● **YOUR INSTRUCTIONS**:
Exactly repeat all the records below, omitting the images they hold.

● **EXERCISE DATA**:
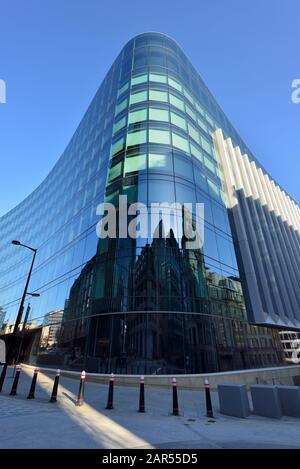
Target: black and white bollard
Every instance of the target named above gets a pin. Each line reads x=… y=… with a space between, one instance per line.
x=80 y=397
x=33 y=384
x=55 y=387
x=142 y=395
x=175 y=397
x=209 y=411
x=2 y=377
x=110 y=396
x=13 y=391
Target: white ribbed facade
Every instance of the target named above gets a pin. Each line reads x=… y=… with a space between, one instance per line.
x=266 y=225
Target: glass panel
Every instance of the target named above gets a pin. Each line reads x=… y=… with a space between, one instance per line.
x=191 y=113
x=193 y=133
x=138 y=97
x=158 y=115
x=200 y=179
x=188 y=96
x=209 y=120
x=183 y=168
x=135 y=163
x=155 y=95
x=177 y=120
x=159 y=136
x=161 y=190
x=174 y=84
x=209 y=164
x=213 y=189
x=119 y=125
x=123 y=88
x=139 y=79
x=118 y=146
x=158 y=78
x=180 y=142
x=157 y=161
x=201 y=124
x=206 y=145
x=121 y=106
x=199 y=109
x=176 y=102
x=115 y=171
x=136 y=138
x=197 y=153
x=137 y=116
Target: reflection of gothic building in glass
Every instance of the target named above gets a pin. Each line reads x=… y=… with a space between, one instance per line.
x=148 y=305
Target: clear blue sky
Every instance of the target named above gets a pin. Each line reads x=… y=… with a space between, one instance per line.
x=55 y=53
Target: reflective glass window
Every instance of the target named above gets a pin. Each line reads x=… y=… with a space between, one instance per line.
x=206 y=145
x=119 y=124
x=209 y=164
x=202 y=124
x=115 y=171
x=176 y=102
x=196 y=152
x=158 y=78
x=193 y=132
x=159 y=136
x=123 y=88
x=138 y=97
x=210 y=243
x=185 y=194
x=199 y=108
x=158 y=115
x=174 y=84
x=209 y=120
x=137 y=116
x=213 y=189
x=183 y=168
x=135 y=163
x=178 y=121
x=117 y=146
x=139 y=79
x=161 y=190
x=136 y=138
x=180 y=142
x=188 y=96
x=200 y=179
x=190 y=112
x=121 y=106
x=155 y=95
x=158 y=161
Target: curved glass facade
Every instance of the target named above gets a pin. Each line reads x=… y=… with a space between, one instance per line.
x=145 y=305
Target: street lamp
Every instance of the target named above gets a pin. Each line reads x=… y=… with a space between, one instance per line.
x=34 y=295
x=20 y=312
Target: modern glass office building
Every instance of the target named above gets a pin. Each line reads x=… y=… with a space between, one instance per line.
x=145 y=305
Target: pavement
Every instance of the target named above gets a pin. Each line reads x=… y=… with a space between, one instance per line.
x=37 y=424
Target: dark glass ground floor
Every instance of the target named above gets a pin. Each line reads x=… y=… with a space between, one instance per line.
x=154 y=343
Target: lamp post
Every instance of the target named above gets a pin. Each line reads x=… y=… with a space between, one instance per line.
x=20 y=311
x=23 y=329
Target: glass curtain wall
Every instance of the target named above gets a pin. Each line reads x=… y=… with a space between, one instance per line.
x=145 y=305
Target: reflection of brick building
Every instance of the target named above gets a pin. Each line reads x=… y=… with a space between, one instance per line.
x=291 y=346
x=2 y=317
x=51 y=328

● **ANSWER SPACE**:
Target: black and white bollard
Every instance of the target named above gets a pin. Each line reads x=… y=… with a space between, one instance per line.
x=80 y=397
x=33 y=384
x=55 y=387
x=142 y=395
x=175 y=397
x=209 y=411
x=2 y=377
x=110 y=396
x=13 y=391
Target: white ribbed facade
Every instance of the target named above gets a pin. Each line reads x=… y=… with a space between, one instance per line.
x=266 y=225
Target: glass panel
Every instance of the target named above gets a pin. Each line reads x=… y=… with a space between, one instance per line.
x=191 y=113
x=193 y=133
x=138 y=97
x=158 y=115
x=200 y=179
x=188 y=96
x=209 y=120
x=183 y=168
x=135 y=163
x=155 y=95
x=177 y=120
x=159 y=136
x=161 y=190
x=174 y=84
x=209 y=164
x=213 y=189
x=119 y=125
x=123 y=88
x=139 y=79
x=118 y=146
x=158 y=78
x=180 y=142
x=157 y=161
x=201 y=124
x=206 y=145
x=121 y=106
x=199 y=109
x=176 y=102
x=115 y=171
x=136 y=138
x=197 y=153
x=137 y=116
Target: reflection of gothic building in glass
Every instance of the target named above gets a pin. Each line reads x=… y=… with a space between, one instance per line.
x=148 y=305
Target: clear blue sky
Every instance of the target named above gets a pin. Each line reads x=… y=… with a space between, one instance per line.
x=55 y=53
Target: reflective glass window
Every instance of the target named above gets a pin. Each line reads x=… y=… with a space between, one instance per line.
x=206 y=145
x=119 y=124
x=209 y=164
x=202 y=124
x=115 y=171
x=176 y=102
x=196 y=152
x=158 y=78
x=193 y=132
x=159 y=136
x=123 y=88
x=138 y=97
x=210 y=243
x=185 y=194
x=199 y=108
x=158 y=115
x=174 y=84
x=209 y=120
x=137 y=116
x=213 y=189
x=183 y=168
x=135 y=163
x=178 y=121
x=117 y=146
x=139 y=79
x=161 y=190
x=136 y=138
x=180 y=142
x=188 y=96
x=200 y=179
x=190 y=112
x=121 y=106
x=155 y=95
x=158 y=161
Target: curved glass facade
Every instance of the target named above gets a pin. Each line reads x=… y=… with a space between, one instance per line.
x=145 y=305
Target: street lamp
Every instance of the target named above gets a pin. Each line reads x=… y=… with a space between, one instance per line.
x=34 y=295
x=20 y=312
Target: modern glass office building
Every instance of the target named above gets a pin. Each line reads x=… y=… with a space between, one instance per line.
x=145 y=305
Target: pavement
Every instance of the target named above gets a pin. Each line reads x=… y=… with a space between, one instance per line.
x=37 y=424
Target: dark glass ground floor
Every instance of the target named above gets a pin. Each line reads x=… y=… with a space between, one instance per line.
x=154 y=343
Target: lamp post
Every instance of the target named above gets a pin. Each line reads x=… y=… with a space between, one instance per line.
x=20 y=311
x=23 y=329
Target: glass curtain wall
Every instance of the target named above gets a pin. Each line reads x=… y=… with a space between, one instance per line.
x=145 y=305
Target: reflection of brick building
Every instance of the target named above gets a pin. Each line reads x=… y=… with a space between, one instance per line.
x=291 y=346
x=2 y=317
x=51 y=328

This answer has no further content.